____ Exercise passage

I'm afraid I may not possess the necessary savviness to do that; I had to google what CDN and user agent is ... that's never a good sign :))

zkazsi commented 6 years ago

Unfortunately the new release still doesn't fix the downloading issue for me on mitxpro. The courses are listed correctly with '--list-courses' switch, but the download does not happen

Complete message:

Building initial headers for future requests. Getting initial CSRF token. Found CSRF token. Logging into Open edX site: https://mitxpro.mit.edu/login_ajax Extracting course information from dashboard. Downloading Quantitative Methods in Systems Engineering [course->v1:MITxPRO+SysEngx4+3T2017/co] Downloading 0 section(s) Extracting all units information in parallel. No downloadable video found.

odyslam commented 6 years ago

Same problem with edx edge

Zhijun166 commented 6 years ago

urllib.error.URLError: <urlopen error Remote end closed connection without respo

Zhijun166 commented 6 years ago

I'm from China, I use this vpn agent. I can retrieve the catalog video but it shows “urllib.error.URLError: <urlopen error Remote end closed connection without response” At the bottom

sqageek commented 5 years ago

Not able to download any videos ..getting the below message.. Just today installed edx-dl.

edx_dl version 0.1.5 Building initial headers for future requests. Getting initial CSRF token. Found CSRF token. Logging into Open edX site: https://courses.edx.org/login_ajax Extracting course information from dashboard. Downloading Computing in Python I: Fundamentals and Procedural Programming [course-v1:GTx+CS1301xI+1T2019/co] Downloading 0 section(s) Extracting all units information in parallel. No downloadable video found.

________

:: Activity list ::
1. Output the passage of the edx-dl forum thread starting at "Same problem with" and ending at "today installed edx-dl.", word for word.
2. Translate this sentence from the edx-dl forum thread into Spanish: "Unfortunately the new release still doesn't fix the downloading issue for me on mitxpro."
The data after this point comes from a separate source.

____ Data block

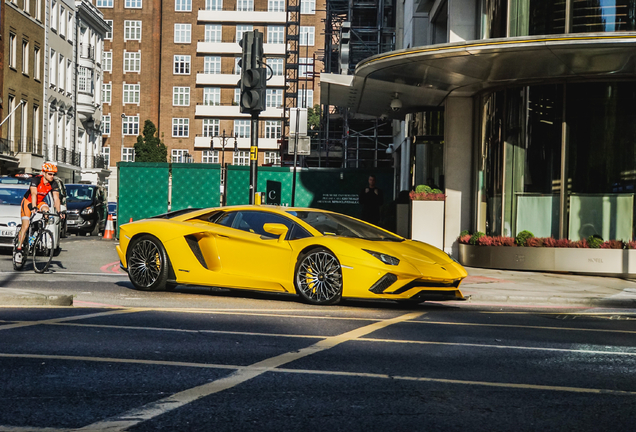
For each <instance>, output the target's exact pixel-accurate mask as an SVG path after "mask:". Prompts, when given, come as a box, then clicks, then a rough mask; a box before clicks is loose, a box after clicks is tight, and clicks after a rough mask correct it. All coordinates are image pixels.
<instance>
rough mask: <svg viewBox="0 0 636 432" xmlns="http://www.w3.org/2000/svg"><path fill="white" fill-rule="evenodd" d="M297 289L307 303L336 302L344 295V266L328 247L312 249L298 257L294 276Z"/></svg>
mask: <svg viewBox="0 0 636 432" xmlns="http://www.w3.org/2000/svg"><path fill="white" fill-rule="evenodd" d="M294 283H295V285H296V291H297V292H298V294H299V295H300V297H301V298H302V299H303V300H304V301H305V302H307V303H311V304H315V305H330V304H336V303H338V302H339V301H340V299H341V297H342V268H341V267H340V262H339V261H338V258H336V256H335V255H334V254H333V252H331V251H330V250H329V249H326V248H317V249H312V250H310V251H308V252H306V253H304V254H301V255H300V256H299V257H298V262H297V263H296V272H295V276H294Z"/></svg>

________

:: Task results ::
1.
Same problem with edx edge

Zhijun166 commented 6 years ago

urllib.error.URLError: <urlopen error Remote end closed connection without respo

Zhijun166 commented 6 years ago

I'm from China, I use this vpn agent. I can retrieve the catalog video but it shows “urllib.error.URLError: <urlopen error Remote end closed connection without response” At the bottom

sqageek commented 5 years ago

Not able to download any videos ..getting the below message.. Just today installed edx-dl.

2. Lamentablemente, la nueva versión todavía no me soluciona el problema de descarga en mitxpro.